PROBLEM TO SOLVE.
Change every "pin" in the material to "marker" and leave the rest as it is. Omit the pictures from your answer.

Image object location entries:
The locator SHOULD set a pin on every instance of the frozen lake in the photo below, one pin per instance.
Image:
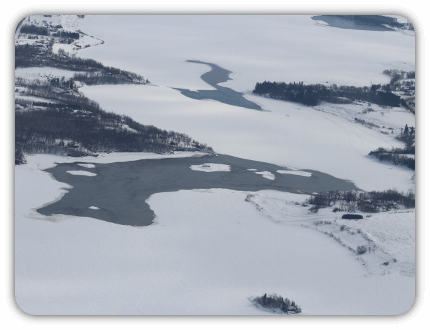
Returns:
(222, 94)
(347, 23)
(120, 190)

RESULT.
The locator SHOULD set a marker on every instance of the frozen lake in the photo below, one marker per instance.
Image:
Returns:
(222, 94)
(347, 23)
(120, 190)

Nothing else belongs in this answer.